Com base nesse ideário, apontar que o Tribunal do Júri está incluído na Constituição Federal como cláusula pétrea significa dizer que este órgão colegiado não pode ser abolido pelo Poder Constituinte Derivado Reformador, por meio de Emendas à Constituição, até mesmo pelo Constituinte Originário, na percepção da proibição do retrocesso (efeito cliquet ou evolução reacionária), ou seja, é a vedação da eliminação da concretização já alcançada na proteção de algum direito fundamental, admitindo-se, somente, aprimoramentos e acréscimos.
Portanto, o Tribunal do Júri, atualmente, é órgão de natureza constitucional, dotada de competência mínima para o julgamento dos crimes dolosos contra a vida, exercendo uma jurisdição popular, com princípios e regras jurídicas inerentes às suas peculiaridades, sujeito a um regime constitucional único, o que o distingue dos órgãos do Poder Judiciário, sendo uma instituição prevalente no fortalecimento da democratização do sistema justiça, dando voz aos cidadãos, que poderão julgar baseado em suas íntimas convicções, tendo como alicerces os seus ideários, buscando-se sempre a heterogeneidade e a pluralidade de pensamentos.
2 - ORGANIZAÇÃO DO JÚRI BRASILEIRO
Conforme dito no capítulo anterior, o Tribunal do Júri, atualmente, possui competência para julgar os crimes dolosos contra a vida e seus respectivos crimes conexos, sendo inserido no rol de direitos e garantias individuais, no artigo 5º da Constituição Federal.[9]
Frise-se que se estabeleceu ao Júri um piso constitucional de atuação e não um rol taxativo. A Carta Magna prevê, no seu art. 5°, inciso XXXVIII, uma regra inafastável. Segundo esse dispositivo, é do referido Tribunal a delimitação do Poder Jurisdicional para o julgamento dos crimes dolosos contra a vida, tentados ou consumados.
========================
▶ _Exercício proposto_
Extraia do texto sobre o Tribunal do Júri, sem nenhuma alteração, o trecho que começa em "Com base nesse" e segue até "aprimoramentos e acréscimos.". O material a seguir não tem relação com o texto sobre o Tribunal do Júri.

▶ _Dados de origem_
========================
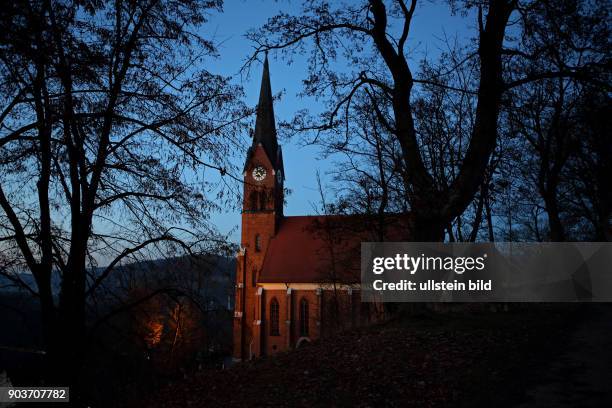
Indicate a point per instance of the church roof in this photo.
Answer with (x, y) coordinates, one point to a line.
(265, 125)
(319, 249)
========================
▶ _Resposta do exercício_
Com base nesse ideário, apontar que o Tribunal do Júri está incluído na Constituição Federal como cláusula pétrea significa dizer que este órgão colegiado não pode ser abolido pelo Poder Constituinte Derivado Reformador, por meio de Emendas à Constituição, até mesmo pelo Constituinte Originário, na percepção da proibição do retrocesso (efeito cliquet ou evolução reacionária), ou seja, é a vedação da eliminação da concretização já alcançada na proteção de algum direito fundamental, admitindo-se, somente, aprimoramentos e acréscimos.